[Stored records]
..........

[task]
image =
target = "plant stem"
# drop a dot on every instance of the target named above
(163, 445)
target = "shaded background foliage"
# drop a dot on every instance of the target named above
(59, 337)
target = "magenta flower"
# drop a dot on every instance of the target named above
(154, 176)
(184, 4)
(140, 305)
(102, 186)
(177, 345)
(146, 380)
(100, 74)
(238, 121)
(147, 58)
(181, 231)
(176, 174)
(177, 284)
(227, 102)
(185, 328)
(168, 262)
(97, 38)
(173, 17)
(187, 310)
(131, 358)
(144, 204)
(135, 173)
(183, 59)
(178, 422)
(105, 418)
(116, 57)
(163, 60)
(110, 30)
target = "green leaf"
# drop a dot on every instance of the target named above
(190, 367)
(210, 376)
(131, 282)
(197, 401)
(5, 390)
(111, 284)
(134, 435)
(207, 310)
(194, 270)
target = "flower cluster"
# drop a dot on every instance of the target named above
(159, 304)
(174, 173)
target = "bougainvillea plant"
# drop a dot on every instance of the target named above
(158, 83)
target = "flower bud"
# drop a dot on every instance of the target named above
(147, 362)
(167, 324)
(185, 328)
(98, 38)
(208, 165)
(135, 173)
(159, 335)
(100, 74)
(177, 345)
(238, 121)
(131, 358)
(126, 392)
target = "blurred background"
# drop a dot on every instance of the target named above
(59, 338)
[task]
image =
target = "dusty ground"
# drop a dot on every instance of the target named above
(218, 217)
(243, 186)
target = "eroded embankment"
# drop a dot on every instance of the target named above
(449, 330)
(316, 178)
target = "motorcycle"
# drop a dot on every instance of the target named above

..........

## Exercise goal
Repeat every entry exactly as written above.

## Correct response
[task]
image =
target = "plant stem"
# drop a dot on every instance of the target named above
(163, 445)
target = "shaded background foliage"
# drop a dot on every instance of the target named above
(59, 337)
target = "magenta flower"
# drop a dot on every instance of the target named above
(154, 176)
(184, 4)
(140, 305)
(102, 186)
(177, 345)
(146, 380)
(100, 74)
(238, 121)
(147, 58)
(181, 231)
(176, 174)
(177, 284)
(227, 102)
(185, 328)
(168, 262)
(97, 38)
(173, 17)
(187, 310)
(131, 358)
(144, 204)
(135, 173)
(183, 59)
(178, 422)
(105, 418)
(116, 57)
(163, 60)
(110, 30)
target = "green leaf"
# drop a dot on every instance of the target named above
(190, 367)
(210, 376)
(131, 282)
(197, 401)
(5, 390)
(111, 284)
(134, 435)
(207, 310)
(194, 270)
target = "flower cluster"
# drop a dot on every instance of the target named above
(159, 304)
(174, 173)
target = "bougainvillea plant"
# drop a dot on every instance of the target named above
(158, 83)
target = "flower bud"
# drop a dot on every instance of the target named above
(147, 362)
(167, 324)
(185, 328)
(98, 38)
(208, 165)
(135, 173)
(159, 335)
(100, 74)
(177, 345)
(238, 121)
(131, 358)
(126, 392)
target = "blurred background"
# drop a dot on every instance of the target named above
(59, 338)
[task]
image =
target = "dusty ground"
# drop a dot on every instance of the target named above
(218, 217)
(243, 186)
target = "eroded embankment"
# drop a dot on every instance of the target named above
(449, 330)
(316, 178)
target = "motorcycle"
# drop a dot on every instance of the target named above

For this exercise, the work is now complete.